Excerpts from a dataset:

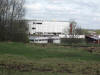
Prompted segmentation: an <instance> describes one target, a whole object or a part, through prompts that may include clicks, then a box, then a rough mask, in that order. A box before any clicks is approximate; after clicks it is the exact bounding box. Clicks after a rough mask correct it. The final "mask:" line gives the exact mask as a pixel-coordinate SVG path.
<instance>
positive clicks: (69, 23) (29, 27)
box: [28, 21, 70, 34]
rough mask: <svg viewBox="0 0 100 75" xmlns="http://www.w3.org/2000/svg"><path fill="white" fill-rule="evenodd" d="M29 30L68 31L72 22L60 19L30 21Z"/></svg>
mask: <svg viewBox="0 0 100 75" xmlns="http://www.w3.org/2000/svg"><path fill="white" fill-rule="evenodd" d="M28 24H29V32H30V34H33V33H64V32H66V33H68V34H69V29H70V22H59V21H28Z"/></svg>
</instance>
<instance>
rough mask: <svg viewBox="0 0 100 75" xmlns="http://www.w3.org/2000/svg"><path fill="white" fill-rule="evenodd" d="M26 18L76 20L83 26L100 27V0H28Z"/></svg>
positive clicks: (36, 18)
mask: <svg viewBox="0 0 100 75" xmlns="http://www.w3.org/2000/svg"><path fill="white" fill-rule="evenodd" d="M25 8H26V16H25V18H26V19H40V20H59V21H69V20H71V19H72V20H75V21H76V22H77V23H78V24H79V25H81V27H83V28H89V29H100V0H26V3H25Z"/></svg>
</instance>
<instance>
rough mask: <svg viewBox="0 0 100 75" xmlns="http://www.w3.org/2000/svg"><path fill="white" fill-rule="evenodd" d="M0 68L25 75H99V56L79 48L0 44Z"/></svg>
mask: <svg viewBox="0 0 100 75" xmlns="http://www.w3.org/2000/svg"><path fill="white" fill-rule="evenodd" d="M98 50H99V49H98ZM0 64H1V66H2V67H3V68H6V69H13V70H19V71H28V72H29V73H30V74H29V75H33V73H34V75H51V74H52V75H66V73H67V74H69V75H77V74H78V75H99V74H100V53H99V51H98V52H93V53H90V52H88V51H87V48H80V47H68V46H65V47H63V46H57V45H50V44H48V45H45V46H44V45H38V44H24V43H14V42H1V43H0ZM30 71H31V72H30ZM34 71H35V72H34ZM31 73H32V74H31ZM15 75H17V74H15ZM19 75H20V74H19ZM26 75H28V74H27V73H26Z"/></svg>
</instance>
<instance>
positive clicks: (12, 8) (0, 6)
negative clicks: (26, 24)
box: [0, 0, 26, 40]
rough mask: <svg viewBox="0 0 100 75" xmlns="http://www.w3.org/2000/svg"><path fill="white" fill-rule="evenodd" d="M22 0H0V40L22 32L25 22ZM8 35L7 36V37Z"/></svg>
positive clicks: (22, 31) (10, 36) (23, 29)
mask: <svg viewBox="0 0 100 75" xmlns="http://www.w3.org/2000/svg"><path fill="white" fill-rule="evenodd" d="M23 5H24V0H0V36H2V38H1V37H0V38H1V40H4V39H6V38H7V39H11V38H12V37H11V36H13V39H14V36H15V35H14V34H15V33H16V34H17V33H24V32H25V29H26V26H25V25H26V22H25V21H23V20H22V18H23V16H24V15H25V9H24V7H23ZM8 37H9V38H8Z"/></svg>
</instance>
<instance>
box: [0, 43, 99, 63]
mask: <svg viewBox="0 0 100 75" xmlns="http://www.w3.org/2000/svg"><path fill="white" fill-rule="evenodd" d="M3 54H9V55H18V56H24V57H26V58H28V59H47V58H48V59H51V58H57V59H65V60H68V61H69V60H70V61H77V60H86V61H100V59H99V57H100V55H99V54H96V53H93V54H92V53H89V52H88V51H86V50H84V49H82V48H75V47H73V48H66V47H58V46H54V45H52V46H46V47H45V48H43V47H42V46H41V45H31V44H23V43H13V42H11V43H7V42H6V43H0V55H3Z"/></svg>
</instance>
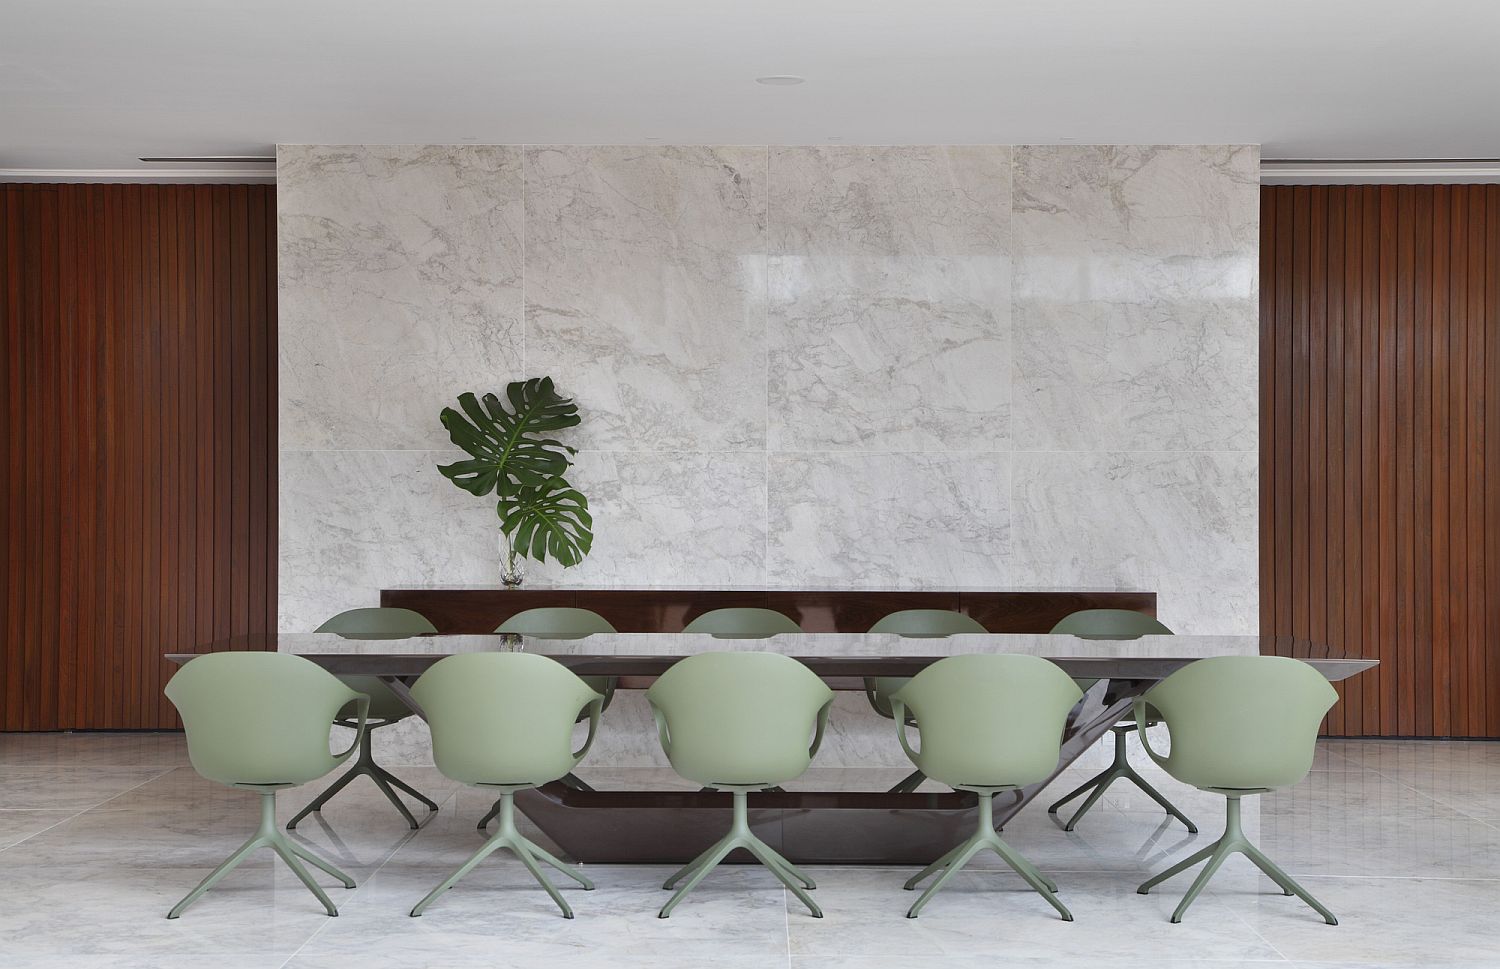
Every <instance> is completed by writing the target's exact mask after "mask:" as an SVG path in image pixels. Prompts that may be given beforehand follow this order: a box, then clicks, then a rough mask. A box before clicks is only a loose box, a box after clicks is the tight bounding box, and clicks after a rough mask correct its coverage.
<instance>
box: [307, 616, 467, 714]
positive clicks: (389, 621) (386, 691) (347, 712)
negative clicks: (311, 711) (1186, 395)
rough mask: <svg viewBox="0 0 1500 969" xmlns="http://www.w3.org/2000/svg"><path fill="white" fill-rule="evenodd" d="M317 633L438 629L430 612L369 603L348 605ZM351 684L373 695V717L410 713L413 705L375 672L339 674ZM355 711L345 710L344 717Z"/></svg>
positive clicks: (412, 633) (372, 632)
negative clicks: (426, 615)
mask: <svg viewBox="0 0 1500 969" xmlns="http://www.w3.org/2000/svg"><path fill="white" fill-rule="evenodd" d="M314 631H315V633H339V634H341V636H348V637H351V639H407V637H408V636H425V634H431V633H437V631H438V627H437V625H434V624H432V622H429V621H428V616H425V615H422V613H420V612H416V610H413V609H401V607H396V606H369V607H363V609H345V610H344V612H341V613H339V615H336V616H333V618H332V619H329V621H326V622H324V624H323V625H320V627H318V628H315V630H314ZM339 679H342V681H344V682H347V684H348V685H350V688H353V690H357V691H359V693H363V694H366V696H368V697H371V718H372V720H384V721H386V723H392V721H395V720H404V718H407V717H410V715H411V708H410V706H407V705H405V703H402V702H401V699H399V697H398V696H396V694H395V693H392V691H390V687H387V685H386V684H384V682H381V681H380V678H377V676H359V675H345V676H339ZM351 712H353V711H348V709H347V711H344V714H345V717H347V715H350V714H351Z"/></svg>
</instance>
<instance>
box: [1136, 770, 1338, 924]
mask: <svg viewBox="0 0 1500 969" xmlns="http://www.w3.org/2000/svg"><path fill="white" fill-rule="evenodd" d="M1239 798H1241V795H1238V793H1229V795H1226V799H1227V804H1226V816H1224V837H1221V838H1220V840H1218V841H1215V843H1212V844H1209V846H1208V847H1205V849H1203V850H1200V852H1197V853H1196V855H1193V856H1190V858H1185V859H1182V861H1179V862H1178V864H1175V865H1172V867H1170V868H1167V870H1166V871H1163V873H1161V874H1155V876H1152V877H1151V879H1148V880H1146V882H1145V883H1142V886H1140V888H1137V889H1136V891H1137V894H1142V895H1145V894H1148V892H1149V891H1151V889H1152V888H1155V886H1157V885H1160V883H1161V882H1164V880H1167V879H1169V877H1172V876H1173V874H1181V873H1182V871H1187V870H1188V868H1191V867H1193V865H1196V864H1197V862H1200V861H1203V859H1205V858H1208V864H1206V865H1203V870H1202V871H1199V876H1197V877H1196V879H1194V880H1193V885H1191V886H1190V888H1188V894H1185V895H1182V901H1179V903H1178V907H1176V910H1175V912H1173V913H1172V921H1175V922H1181V921H1182V913H1184V912H1187V910H1188V906H1190V904H1193V900H1194V898H1197V897H1199V894H1202V891H1203V888H1205V886H1208V883H1209V879H1211V877H1214V873H1215V871H1218V868H1220V865H1221V864H1224V861H1226V859H1227V858H1229V856H1230V855H1233V853H1236V852H1239V853H1241V855H1245V856H1247V858H1250V859H1251V861H1253V862H1254V864H1256V867H1257V868H1260V870H1262V871H1265V873H1266V876H1268V877H1269V879H1271V880H1274V882H1275V883H1277V885H1280V886H1281V894H1284V895H1296V897H1299V898H1302V900H1304V901H1307V903H1308V904H1310V906H1313V909H1314V910H1316V912H1317V913H1319V915H1322V916H1323V921H1326V922H1328V924H1329V926H1337V924H1338V919H1337V918H1334V913H1332V912H1329V910H1328V909H1326V907H1325V906H1323V903H1322V901H1319V900H1317V898H1314V897H1313V895H1311V892H1308V889H1307V888H1302V885H1299V883H1298V882H1296V880H1293V877H1292V876H1290V874H1287V873H1286V871H1283V870H1281V868H1278V867H1277V864H1275V862H1274V861H1272V859H1271V858H1268V856H1266V855H1265V852H1262V850H1260V849H1259V847H1256V846H1254V844H1251V841H1250V838H1247V837H1245V832H1244V829H1242V828H1241V825H1239Z"/></svg>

**PROBLEM DESCRIPTION**: Find each line in the entries above that contains the string "before", and copy every such line in full.

**TASK OUTPUT**:
Prompted segmentation: an <instance> describes one target, a whole object or a part, through prompts that may include clicks, then a box, then a rough mask, in that order. A box before any clicks is approximate; after clicks it is the exact bounding box. Clicks after a rough mask correct it. The final "mask:" line gives the exact mask as a pixel-coordinate SVG path.
Every <instance> is completed by writing the target's exact mask after "mask:" as an SVG path in image pixels. Prompts that may be given beforehand follow this order: a box, then clicks, then a rough mask. A box before clicks is only a loose box, a box after clicks is the tight bounding box, and clicks after a rough mask correct its coverage.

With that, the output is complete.